Fig. 1: Overview of Spatial-ID.

Stage 1 involves knowledge transfer from reference datasets. Stage 2 involves feature embedding of gene expression and spatial information, and employs self-supervised strategy to train a classifier (CLS) using the generated pseudo-labels in stage 1. Stage 3 uses the optimal model derived from Stage 2 to perform cell type annotation. a Reference scRNA-seq datasets are employed to pretrain deep neural network (DNN) models. b Based on the cell type probabilities distributions \(D\) produced by pretrained DNN, pseudo-labels \(L\) are generated by adjusting the temperature parameter \(T\). c A deep autoencoder is used to learn encoded gene representation \(X\) through reducing the dimension of the gene expression matrix \(I\). The gene expression matrix \({I}^{{\prime} }\) reconstructed by decoder is used to optimize the autoencoder by minimizing with the input gene expression matrix \(I\). d A spatial neighbor graph is constructed to represent the spatial relationships between neighboring cells, where the relationship weight of each pair of cells is negatively associated with Euclidean distance. Therefore, the spatial neighbor graph is represented as an adjacency matrix \(A\). e A variational graph autoencoder (VGAE, a kind of GCN) is used to embed the encoded gene representations \(X\) from autoencoder and the adjacency matrix \(A\), and then generate the spatial embedding \(S\) as output. The reconstructed adjacency matrix \({A}^{{\prime} }\) is used to optimize the VGAE by minimizing with the input adjacency matrix \(A\).

_EXTRACTED ENTRIES_
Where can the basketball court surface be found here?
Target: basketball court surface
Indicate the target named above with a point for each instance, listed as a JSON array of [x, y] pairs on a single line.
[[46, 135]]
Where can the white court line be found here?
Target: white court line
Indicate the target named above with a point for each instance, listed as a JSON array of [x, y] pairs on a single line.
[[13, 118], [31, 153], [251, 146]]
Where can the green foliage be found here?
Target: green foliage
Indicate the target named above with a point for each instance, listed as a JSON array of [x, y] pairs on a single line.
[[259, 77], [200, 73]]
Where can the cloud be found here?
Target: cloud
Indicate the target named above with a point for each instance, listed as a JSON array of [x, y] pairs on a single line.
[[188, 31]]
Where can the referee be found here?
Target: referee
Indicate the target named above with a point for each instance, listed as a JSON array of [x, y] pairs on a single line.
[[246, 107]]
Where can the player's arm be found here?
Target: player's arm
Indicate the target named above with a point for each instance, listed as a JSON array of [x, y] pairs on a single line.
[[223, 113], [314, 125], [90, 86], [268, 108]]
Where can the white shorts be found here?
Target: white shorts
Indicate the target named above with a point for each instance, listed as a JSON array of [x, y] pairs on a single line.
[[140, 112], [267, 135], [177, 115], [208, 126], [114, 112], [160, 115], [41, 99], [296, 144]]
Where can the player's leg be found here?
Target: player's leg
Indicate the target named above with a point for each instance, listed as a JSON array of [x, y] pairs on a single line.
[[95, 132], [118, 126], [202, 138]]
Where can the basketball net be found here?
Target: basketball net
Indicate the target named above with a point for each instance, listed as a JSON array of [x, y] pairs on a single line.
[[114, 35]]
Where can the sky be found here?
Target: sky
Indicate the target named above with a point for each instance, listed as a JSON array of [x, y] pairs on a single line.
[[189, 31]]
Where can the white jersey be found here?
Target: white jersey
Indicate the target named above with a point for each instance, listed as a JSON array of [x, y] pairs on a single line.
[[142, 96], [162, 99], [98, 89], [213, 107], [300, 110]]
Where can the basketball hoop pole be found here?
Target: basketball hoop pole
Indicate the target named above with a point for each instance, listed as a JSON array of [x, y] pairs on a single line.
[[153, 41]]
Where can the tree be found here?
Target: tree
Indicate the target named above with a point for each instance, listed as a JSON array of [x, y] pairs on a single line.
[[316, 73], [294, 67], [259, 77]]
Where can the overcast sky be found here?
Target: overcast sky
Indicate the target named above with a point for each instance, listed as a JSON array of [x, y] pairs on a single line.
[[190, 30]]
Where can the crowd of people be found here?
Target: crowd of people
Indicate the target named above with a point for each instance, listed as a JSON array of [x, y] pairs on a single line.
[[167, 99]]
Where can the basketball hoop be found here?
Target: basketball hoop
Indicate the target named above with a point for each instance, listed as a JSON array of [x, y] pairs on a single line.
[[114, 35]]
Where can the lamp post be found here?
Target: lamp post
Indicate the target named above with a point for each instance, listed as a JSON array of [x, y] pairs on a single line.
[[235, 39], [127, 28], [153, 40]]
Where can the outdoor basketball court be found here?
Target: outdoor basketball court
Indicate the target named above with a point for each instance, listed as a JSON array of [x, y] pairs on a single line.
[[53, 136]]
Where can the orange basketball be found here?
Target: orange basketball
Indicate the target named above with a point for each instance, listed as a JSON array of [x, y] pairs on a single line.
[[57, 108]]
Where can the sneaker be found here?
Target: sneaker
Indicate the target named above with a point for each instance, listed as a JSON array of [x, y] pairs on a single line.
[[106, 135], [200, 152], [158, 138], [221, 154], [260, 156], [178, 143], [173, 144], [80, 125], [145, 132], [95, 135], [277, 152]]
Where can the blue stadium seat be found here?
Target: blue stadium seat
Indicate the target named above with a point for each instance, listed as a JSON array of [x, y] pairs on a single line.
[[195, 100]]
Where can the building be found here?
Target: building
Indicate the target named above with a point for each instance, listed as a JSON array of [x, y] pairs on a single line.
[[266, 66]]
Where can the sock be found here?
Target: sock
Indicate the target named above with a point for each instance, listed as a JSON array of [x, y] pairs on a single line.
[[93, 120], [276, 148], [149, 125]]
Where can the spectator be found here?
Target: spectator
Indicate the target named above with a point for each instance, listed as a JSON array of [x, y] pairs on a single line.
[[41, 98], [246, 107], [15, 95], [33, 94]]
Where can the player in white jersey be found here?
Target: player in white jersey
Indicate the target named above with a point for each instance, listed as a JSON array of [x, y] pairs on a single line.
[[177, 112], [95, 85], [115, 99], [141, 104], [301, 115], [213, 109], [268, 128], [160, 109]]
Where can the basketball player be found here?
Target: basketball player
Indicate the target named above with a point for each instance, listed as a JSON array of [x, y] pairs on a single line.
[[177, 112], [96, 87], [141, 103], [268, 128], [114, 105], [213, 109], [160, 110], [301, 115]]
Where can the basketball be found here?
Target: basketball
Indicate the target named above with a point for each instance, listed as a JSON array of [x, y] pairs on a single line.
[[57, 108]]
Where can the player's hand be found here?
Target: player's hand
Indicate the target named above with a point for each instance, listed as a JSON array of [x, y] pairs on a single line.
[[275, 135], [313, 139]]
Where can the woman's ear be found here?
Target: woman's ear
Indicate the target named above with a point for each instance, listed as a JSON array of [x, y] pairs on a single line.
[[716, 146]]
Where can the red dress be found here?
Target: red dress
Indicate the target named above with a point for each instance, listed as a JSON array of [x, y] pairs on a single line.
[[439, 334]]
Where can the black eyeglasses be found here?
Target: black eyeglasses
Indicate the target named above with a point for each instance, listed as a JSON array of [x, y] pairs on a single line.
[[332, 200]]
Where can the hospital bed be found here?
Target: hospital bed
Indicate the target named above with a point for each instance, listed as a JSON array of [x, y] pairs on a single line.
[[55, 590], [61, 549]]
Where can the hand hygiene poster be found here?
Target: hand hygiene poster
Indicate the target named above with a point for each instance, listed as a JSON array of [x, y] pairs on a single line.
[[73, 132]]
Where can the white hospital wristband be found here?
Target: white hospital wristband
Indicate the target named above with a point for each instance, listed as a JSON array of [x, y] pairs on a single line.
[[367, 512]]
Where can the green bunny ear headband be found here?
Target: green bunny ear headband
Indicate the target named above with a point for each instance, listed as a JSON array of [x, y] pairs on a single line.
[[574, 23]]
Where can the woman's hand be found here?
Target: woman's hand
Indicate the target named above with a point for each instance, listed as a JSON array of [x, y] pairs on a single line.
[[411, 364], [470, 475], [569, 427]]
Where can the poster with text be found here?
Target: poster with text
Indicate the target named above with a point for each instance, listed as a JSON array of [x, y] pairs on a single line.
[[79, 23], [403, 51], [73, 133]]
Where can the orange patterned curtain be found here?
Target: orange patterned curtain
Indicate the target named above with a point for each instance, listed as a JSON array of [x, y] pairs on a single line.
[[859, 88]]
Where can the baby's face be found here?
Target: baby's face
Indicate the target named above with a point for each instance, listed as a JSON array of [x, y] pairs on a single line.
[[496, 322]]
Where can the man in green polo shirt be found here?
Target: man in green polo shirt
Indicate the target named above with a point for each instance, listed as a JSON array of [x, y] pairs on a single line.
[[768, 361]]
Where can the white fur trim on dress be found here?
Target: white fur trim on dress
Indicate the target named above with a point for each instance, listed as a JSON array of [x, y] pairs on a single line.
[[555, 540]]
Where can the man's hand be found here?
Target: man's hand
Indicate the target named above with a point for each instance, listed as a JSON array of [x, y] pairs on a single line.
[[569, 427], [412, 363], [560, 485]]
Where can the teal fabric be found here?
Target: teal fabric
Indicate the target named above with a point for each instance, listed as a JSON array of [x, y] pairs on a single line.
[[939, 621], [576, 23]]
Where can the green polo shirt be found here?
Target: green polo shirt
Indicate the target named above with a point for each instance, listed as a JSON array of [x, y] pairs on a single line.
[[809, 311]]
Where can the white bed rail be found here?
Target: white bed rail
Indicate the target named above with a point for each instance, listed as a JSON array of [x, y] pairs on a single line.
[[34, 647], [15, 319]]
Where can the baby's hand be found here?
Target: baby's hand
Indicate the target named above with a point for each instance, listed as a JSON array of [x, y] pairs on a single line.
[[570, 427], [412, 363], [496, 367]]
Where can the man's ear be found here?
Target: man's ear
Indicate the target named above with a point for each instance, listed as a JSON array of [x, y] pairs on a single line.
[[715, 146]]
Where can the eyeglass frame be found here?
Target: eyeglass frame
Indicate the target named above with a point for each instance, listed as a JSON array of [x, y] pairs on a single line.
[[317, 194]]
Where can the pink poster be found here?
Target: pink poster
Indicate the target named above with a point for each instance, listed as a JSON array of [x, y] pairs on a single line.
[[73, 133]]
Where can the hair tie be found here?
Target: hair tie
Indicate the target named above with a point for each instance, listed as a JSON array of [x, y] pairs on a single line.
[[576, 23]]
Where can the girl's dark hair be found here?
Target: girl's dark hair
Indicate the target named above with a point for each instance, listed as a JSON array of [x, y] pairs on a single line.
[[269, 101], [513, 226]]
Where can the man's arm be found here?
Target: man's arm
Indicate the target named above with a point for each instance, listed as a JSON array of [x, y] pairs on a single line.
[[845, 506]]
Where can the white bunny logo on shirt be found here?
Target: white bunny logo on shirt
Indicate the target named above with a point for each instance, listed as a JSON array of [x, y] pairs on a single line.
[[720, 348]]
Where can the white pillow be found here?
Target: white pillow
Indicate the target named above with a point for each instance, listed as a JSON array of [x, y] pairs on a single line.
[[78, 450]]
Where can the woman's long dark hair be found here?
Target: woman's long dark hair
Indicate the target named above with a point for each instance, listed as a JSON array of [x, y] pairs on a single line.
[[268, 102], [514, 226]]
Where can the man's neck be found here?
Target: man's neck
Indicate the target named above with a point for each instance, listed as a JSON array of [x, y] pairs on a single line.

_PROMPT 1_
Using the Spatial-ID overview, explain in one to three sentences why the spatial neighbor graph is represented as an adjacency matrix \(A\).
_PROMPT 2_
In the Spatial-ID overview, what data are used to pretrain the deep neural network models?
The listing plays no part in what follows.

_ANSWER SECTION 1_
The graph captures the spatial relationships between neighboring cells by giving each pair of cells a relationship weight. That weight is negatively associated with the Euclidean distance between the cells, so the graph is represented as an adjacency matrix \(A\).

_ANSWER SECTION 2_
Reference scRNA-seq datasets.